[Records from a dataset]
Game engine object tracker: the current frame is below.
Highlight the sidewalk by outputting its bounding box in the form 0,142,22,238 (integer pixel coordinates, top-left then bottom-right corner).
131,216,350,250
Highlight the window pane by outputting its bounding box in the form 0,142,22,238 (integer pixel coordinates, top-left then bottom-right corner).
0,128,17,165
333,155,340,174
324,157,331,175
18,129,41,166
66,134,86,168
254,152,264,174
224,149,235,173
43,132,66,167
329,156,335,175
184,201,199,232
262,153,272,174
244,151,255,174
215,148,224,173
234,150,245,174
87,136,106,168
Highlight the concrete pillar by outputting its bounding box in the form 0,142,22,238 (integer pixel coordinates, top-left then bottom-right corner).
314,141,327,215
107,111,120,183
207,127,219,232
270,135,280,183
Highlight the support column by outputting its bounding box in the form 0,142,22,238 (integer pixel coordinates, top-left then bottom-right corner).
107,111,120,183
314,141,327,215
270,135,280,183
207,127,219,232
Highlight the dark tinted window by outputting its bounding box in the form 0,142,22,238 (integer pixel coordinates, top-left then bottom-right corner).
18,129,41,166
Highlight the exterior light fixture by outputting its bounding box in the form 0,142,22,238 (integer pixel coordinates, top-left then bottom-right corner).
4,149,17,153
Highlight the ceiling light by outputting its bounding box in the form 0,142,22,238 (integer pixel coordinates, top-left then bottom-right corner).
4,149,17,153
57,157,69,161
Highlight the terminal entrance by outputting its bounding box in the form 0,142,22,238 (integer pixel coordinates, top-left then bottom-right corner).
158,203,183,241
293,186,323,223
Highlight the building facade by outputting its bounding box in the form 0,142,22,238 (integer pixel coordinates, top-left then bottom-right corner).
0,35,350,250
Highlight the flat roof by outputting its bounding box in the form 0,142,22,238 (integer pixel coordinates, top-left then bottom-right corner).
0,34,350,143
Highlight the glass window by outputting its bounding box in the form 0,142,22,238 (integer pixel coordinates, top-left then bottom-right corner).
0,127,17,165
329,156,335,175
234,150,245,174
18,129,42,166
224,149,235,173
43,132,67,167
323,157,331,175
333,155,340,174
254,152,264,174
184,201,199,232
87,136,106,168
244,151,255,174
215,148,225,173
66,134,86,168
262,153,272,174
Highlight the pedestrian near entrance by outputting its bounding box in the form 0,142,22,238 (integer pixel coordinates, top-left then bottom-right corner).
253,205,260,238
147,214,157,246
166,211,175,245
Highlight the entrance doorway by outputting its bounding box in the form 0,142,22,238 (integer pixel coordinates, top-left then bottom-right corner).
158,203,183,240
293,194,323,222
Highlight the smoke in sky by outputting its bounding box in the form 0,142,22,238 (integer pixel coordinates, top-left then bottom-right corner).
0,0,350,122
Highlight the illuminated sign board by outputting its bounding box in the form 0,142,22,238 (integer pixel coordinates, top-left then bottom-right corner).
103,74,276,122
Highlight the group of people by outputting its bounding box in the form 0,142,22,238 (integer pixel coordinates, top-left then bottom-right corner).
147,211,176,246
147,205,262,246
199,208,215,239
* * *
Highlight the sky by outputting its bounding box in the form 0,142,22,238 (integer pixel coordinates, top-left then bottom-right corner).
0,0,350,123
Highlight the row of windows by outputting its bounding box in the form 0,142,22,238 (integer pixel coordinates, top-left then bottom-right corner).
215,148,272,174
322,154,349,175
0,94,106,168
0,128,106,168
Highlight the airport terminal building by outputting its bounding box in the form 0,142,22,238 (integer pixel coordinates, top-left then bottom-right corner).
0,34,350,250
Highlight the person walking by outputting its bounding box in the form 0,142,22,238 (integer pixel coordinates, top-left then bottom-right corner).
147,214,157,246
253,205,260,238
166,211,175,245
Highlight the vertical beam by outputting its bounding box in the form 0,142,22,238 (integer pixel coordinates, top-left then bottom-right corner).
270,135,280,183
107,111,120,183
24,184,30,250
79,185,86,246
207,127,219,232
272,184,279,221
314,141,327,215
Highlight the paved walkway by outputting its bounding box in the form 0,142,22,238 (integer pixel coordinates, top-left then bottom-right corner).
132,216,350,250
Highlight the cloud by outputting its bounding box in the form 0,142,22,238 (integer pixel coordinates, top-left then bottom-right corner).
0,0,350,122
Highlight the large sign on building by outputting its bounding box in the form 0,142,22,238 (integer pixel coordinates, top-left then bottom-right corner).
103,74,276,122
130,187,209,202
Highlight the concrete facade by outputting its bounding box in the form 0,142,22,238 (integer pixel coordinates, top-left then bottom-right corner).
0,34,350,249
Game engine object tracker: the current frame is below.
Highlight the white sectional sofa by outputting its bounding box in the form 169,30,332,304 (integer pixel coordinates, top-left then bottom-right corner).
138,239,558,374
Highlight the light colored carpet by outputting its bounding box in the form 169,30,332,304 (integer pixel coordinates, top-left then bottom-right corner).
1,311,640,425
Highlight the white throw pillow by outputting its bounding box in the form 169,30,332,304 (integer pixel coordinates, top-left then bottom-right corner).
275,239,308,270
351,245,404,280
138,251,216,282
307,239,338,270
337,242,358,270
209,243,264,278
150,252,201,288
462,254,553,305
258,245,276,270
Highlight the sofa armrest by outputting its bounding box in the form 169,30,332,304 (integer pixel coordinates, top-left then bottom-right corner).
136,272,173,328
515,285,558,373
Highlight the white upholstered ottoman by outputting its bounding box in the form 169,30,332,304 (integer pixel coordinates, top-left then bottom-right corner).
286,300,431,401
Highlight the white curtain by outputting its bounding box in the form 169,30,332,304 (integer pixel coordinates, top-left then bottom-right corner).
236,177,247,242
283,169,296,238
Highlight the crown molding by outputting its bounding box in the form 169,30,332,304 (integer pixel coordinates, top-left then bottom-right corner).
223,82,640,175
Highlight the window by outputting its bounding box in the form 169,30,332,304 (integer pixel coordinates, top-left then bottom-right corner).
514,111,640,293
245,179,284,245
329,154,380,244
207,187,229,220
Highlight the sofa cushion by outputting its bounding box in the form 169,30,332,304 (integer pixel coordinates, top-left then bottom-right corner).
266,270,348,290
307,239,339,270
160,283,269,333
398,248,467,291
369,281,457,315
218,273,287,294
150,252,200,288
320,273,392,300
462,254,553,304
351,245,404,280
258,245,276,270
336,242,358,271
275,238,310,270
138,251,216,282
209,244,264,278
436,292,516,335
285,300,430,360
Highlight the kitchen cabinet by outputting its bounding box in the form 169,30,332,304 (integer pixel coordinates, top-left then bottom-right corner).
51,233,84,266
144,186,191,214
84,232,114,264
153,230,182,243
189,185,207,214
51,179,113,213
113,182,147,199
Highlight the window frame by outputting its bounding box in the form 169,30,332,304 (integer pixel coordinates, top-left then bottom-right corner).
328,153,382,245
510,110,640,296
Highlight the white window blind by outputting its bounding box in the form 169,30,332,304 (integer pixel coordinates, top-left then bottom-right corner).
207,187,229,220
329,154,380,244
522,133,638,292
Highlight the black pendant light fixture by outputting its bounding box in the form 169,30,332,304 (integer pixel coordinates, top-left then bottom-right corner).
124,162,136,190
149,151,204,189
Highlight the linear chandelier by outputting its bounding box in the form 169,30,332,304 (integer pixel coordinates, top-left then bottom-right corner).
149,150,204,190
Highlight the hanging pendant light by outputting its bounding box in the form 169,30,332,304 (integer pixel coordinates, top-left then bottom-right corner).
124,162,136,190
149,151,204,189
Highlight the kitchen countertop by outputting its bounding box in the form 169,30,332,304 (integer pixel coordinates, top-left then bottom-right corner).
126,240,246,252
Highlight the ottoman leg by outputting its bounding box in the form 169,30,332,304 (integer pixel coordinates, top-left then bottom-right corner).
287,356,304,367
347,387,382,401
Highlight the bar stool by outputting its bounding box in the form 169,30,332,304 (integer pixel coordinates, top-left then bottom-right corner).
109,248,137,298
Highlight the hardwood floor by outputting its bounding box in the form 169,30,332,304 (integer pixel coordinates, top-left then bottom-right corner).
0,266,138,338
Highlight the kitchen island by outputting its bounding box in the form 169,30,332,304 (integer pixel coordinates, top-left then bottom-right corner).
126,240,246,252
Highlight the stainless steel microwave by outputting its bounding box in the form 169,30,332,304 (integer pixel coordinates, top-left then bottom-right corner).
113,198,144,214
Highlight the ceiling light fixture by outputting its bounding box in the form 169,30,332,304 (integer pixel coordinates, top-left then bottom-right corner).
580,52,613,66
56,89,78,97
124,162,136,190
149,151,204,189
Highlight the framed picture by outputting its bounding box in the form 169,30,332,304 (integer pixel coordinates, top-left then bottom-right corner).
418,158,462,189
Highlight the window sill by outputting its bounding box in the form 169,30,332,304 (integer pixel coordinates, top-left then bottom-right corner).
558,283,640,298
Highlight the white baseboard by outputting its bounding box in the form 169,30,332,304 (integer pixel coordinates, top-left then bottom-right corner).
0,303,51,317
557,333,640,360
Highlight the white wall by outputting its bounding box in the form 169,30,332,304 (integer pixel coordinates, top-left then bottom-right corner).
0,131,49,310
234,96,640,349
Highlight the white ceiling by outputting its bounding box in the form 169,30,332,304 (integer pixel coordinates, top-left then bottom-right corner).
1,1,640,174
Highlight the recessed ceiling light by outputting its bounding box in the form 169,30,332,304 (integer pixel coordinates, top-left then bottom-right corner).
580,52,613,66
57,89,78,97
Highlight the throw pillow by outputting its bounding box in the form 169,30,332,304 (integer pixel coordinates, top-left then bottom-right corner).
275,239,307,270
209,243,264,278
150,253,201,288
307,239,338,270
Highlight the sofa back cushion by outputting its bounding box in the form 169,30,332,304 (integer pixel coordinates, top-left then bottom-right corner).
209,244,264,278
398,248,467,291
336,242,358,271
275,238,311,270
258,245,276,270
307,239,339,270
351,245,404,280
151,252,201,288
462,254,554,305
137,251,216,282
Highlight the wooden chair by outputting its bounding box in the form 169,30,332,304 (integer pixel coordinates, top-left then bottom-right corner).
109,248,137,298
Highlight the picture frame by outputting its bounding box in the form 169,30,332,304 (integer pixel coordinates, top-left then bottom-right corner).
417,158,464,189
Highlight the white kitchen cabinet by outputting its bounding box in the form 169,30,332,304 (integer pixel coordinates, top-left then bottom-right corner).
--
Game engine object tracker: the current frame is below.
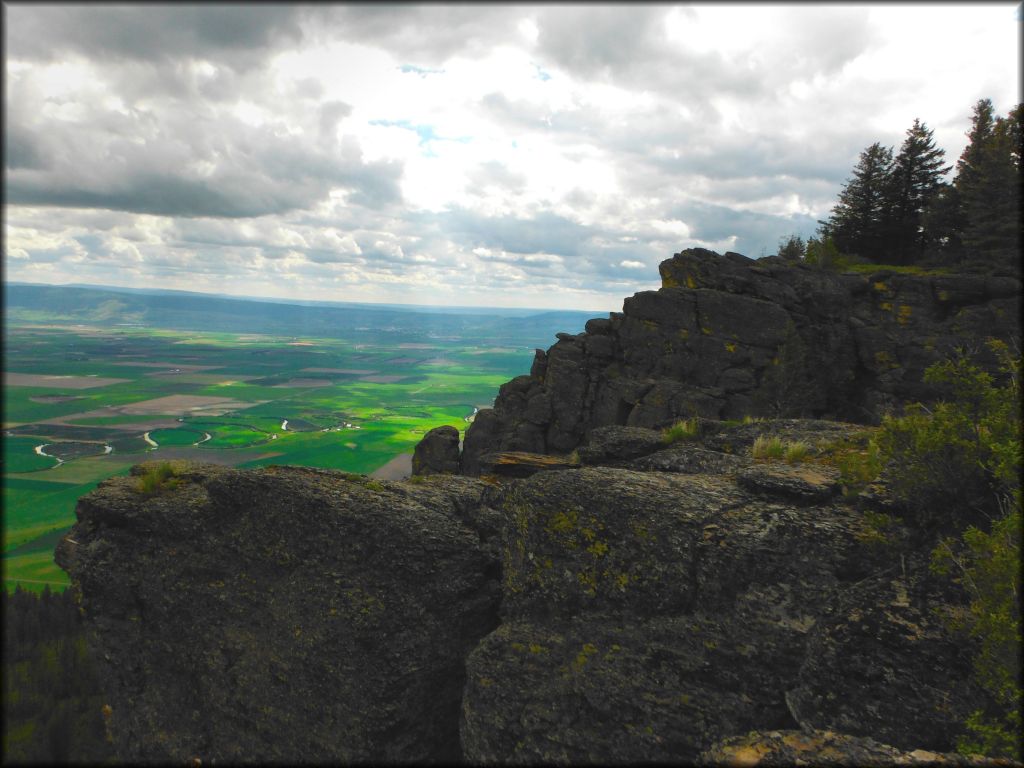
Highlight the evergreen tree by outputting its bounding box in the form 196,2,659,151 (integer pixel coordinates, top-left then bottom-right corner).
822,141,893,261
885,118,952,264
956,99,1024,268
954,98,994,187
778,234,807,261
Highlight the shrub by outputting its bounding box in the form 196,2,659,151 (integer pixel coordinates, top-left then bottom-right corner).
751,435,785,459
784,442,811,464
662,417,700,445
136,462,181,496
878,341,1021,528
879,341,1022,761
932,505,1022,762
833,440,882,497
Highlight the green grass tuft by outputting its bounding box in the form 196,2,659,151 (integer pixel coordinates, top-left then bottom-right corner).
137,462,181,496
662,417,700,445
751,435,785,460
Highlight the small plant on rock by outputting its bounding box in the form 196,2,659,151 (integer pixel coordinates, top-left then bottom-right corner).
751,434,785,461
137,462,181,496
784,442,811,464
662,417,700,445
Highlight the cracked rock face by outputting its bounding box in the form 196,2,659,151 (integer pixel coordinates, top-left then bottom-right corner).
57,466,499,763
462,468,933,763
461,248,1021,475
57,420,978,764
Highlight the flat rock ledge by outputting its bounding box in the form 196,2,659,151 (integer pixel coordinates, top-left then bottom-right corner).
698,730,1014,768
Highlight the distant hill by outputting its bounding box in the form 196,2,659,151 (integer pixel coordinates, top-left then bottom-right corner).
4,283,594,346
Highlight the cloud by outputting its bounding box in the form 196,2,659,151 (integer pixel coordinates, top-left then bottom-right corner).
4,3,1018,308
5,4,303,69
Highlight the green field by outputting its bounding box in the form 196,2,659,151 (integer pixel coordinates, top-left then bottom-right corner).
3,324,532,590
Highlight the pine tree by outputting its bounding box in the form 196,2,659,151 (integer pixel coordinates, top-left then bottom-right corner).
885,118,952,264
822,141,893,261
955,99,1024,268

• _SET TASK_: Write out the lines again, starting with the line with "Highlight the hanging" and going on through the line with "558,283,640,298". Substitute "galley" for "kitchen" and leave everything else unchanged.

• _RESULT_:
Highlight the hanging pendant light by outputting its bounding box in the form 169,30,332,304 (integer pixel coordinates, top-left then bottom-right corner).
124,162,136,190
149,151,204,189
Highlight the galley countertop by outputting its bounding box in the form 169,30,332,304 (integer pixel coordinates, top-left then bottom-right corner).
126,240,246,252
Highlight the ottoman leg by outputting its bounding box in the form 169,30,332,304 (integer pixel coordinates, top-left then bottom-right corner).
287,356,304,367
347,387,382,401
Highlight the bar stool by outputting its bounding box in the form 169,30,332,304 (integer pixel coordinates, top-left then bottom-right corner).
109,248,137,298
Highlight the hardwood floor by outputting its bounding box in the form 169,30,332,304 (integer pixel coordinates, top-left then bottom-right corner).
0,266,138,338
Highlight the galley island by outputting its bounding box in the form 169,30,332,304 (integer pixel coordinates, top-left then bottom-right corner).
126,240,246,252
Highlight the stainless steel microwave by outputting its bounding box in the form 169,30,332,304 (integer pixel coordinates, top-left then bottom-right corner).
113,198,144,214
Highlight the ceiling light fixture by outputting its bounding box in the form 169,30,332,304 (integer pixel coordinates, top-left then bottom-right corner).
580,52,613,66
56,89,78,97
124,162,136,190
149,151,204,189
Highlight the framed picture by outputting its bounding box in the form 169,30,332,304 (integer pixel coordinates, top-left then bottom-right corner).
418,158,462,189
Highlight the window sill by outputting its bounding box in the form 169,30,332,304 (integer pixel coordinates, top-left then bottom-right corner).
558,283,640,298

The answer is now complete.